§ **Article**:
[Solved]How to include XGBoost-spark into Spark dockerized environment

jp2338 · May 7, 2020, 3:33am

Hello!
My purpose is to include xgboost4j-spark into a dockerized spark/PySpark environment, to develop how to integrate PySpark with XGBoost-spark version (I know there was prototype online to integrate PySpark with XGBoost-spark but I need to dev some other functions.)

Environment I use is the dockerized spark/Pyspark is from below (but I changed a bit in order to include XGBoost .jar file for spark config, see below):

The advantage is this dockerized env allows me to use Scala under Jupyter notebook, instead of Scala in shell.
Some key env parameters:
HADOOP_VERSION 3.0.0
APACHE_SPARK_VERSION=2.4.5

What I did is to download compiled XGBoost fat jar version 1.0.0 scala version 2.12 from [maven central], and copied these .jar files (i.e xgboost4j_2.12-1.0.0.jar and xgboost4j-spark_2.12-1.0.0.jar) into spark config:

# Spark and Mesos config
ENV SPARK_HOME=/usr/local/spark
COPY ./src/xgboost4j_2.12-1.0.0.jar $SPARK_HOME/xgboost4j_2.12-1.0.0.jar
COPY ./src/xgboost4j-spark_2.12-1.0.0.jar $SPARK_HOME/xgboost4j-spark_2.12-1.0.0.jar
ENV PYTHONPATH=$SPARK_HOME/python:$SPARK_HOME/python/lib/py4j-0.10.7-src.zip \
    MESOS_NATIVE_LIBRARY=/usr/local/lib/libmesos.so \
    SPARK_OPTS="--driver-java-options=-Xms1024M --driver-java-options=-Xmx4096M --driver-java-options=-Dlog4j.logLevel=info --jars=$SPARK_HOME/xgboost4j_2.12-1.0.0.jar,$SPARK_HOME/xgboost4j-spark_2.12-1.0.0.jar --driver-class-path=$SPARK_HOME/*.jar --conf spark.executor.extraClassPath=$SPARK_HOME/*.jar" \
    PATH=$PATH:$SPARK_HOME/bin

I can open a kupyternook with Scala run in it. I can also run Spark from this jyputer, I can also import xgboost without error reported.

§ **Task requirements**:
1. Please rewrite the paragraph beginning "My purpose is to include" from the forum thread above as a short bulleted list that keeps its main facts.
2. Format the stretch of the listing below from the line containing "Pick out every instance of the sleeveless" through the end of the listing as a two-column CSV with the columns text and answer. Each line of text and the points under it make one row, with each field quoted and line breaks turned into spaces.

§ **Dataset content**:
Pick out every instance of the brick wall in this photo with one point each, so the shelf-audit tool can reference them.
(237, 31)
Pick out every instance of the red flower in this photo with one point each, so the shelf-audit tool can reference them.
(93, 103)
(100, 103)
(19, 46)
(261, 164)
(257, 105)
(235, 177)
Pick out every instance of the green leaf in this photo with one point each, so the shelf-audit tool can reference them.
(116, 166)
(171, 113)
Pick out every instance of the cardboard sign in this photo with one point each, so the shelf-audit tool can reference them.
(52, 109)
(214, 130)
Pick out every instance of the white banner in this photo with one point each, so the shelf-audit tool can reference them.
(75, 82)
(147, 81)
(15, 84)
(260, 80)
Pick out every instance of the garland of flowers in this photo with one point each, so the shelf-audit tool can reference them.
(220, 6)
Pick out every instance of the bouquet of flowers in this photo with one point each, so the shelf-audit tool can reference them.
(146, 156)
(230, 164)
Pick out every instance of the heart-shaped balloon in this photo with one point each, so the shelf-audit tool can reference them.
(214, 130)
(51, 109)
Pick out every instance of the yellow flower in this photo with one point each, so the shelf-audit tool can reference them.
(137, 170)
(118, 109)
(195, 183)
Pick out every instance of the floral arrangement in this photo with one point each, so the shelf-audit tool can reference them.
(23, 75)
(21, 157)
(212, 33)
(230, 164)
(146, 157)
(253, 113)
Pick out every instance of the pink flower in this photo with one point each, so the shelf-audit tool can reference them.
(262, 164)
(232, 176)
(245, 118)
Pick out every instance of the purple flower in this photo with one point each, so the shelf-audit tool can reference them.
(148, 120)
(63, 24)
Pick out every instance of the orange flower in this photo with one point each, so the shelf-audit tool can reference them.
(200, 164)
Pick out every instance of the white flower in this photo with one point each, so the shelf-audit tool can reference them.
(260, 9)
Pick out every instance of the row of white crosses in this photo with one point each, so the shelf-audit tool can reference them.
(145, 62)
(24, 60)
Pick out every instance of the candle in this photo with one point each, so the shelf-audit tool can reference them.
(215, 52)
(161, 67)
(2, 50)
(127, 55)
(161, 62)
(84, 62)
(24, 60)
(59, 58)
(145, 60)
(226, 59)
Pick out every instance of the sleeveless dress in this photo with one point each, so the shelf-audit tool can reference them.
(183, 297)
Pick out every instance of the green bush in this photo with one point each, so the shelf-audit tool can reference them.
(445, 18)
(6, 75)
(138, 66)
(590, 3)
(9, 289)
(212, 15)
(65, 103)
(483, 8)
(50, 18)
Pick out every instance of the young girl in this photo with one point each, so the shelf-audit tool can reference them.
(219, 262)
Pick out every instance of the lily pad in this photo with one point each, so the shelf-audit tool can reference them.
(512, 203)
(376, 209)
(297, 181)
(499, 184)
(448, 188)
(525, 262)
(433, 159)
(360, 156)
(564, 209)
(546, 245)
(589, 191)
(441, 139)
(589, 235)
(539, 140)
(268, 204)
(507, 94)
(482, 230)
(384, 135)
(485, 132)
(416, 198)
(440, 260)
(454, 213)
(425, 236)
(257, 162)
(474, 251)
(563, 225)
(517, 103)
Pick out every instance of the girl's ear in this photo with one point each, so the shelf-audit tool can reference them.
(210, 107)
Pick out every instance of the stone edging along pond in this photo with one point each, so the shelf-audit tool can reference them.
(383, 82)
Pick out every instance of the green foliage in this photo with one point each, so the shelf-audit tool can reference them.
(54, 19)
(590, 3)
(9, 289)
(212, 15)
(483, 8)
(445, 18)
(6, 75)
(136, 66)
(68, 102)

§ **Expected answers**:
1.
- Goal: add xgboost4j-spark to a dockerized Spark/PySpark environment.
- Purpose: work out how to integrate PySpark with the XGBoost-spark version.
- An online prototype for integrating PySpark with XGBoost-spark already exists, but other functions still need to be developed.

2.
text,answer
"Pick out every instance of the sleeveless dress in this photo with one point each, so the shelf-audit tool can reference them.","(183, 297)"
"Pick out every instance of the green bush in this photo with one point each, so the shelf-audit tool can reference them.","(445, 18) (6, 75) (138, 66) (590, 3) (9, 289) (212, 15) (65, 103) (483, 8) (50, 18)"
"Pick out every instance of the young girl in this photo with one point each, so the shelf-audit tool can reference them.","(219, 262)"
"Pick out every instance of the lily pad in this photo with one point each, so the shelf-audit tool can reference them.","(512, 203) (376, 209) (297, 181) (499, 184) (448, 188) (525, 262) (433, 159) (360, 156) (564, 209) (546, 245) (589, 191) (441, 139) (589, 235) (539, 140) (268, 204) (507, 94) (482, 230) (384, 135) (485, 132) (416, 198) (440, 260) (454, 213) (425, 236) (257, 162) (474, 251) (563, 225) (517, 103)"
"Pick out every instance of the girl's ear in this photo with one point each, so the shelf-audit tool can reference them.","(210, 107)"
"Pick out every instance of the stone edging along pond in this photo with one point each, so the shelf-audit tool can reference them.","(383, 82)"
"Pick out every instance of the green foliage in this photo with one point each, so the shelf-audit tool can reference them.","(54, 19) (590, 3) (9, 289) (212, 15) (483, 8) (445, 18) (6, 75) (136, 66) (68, 102)"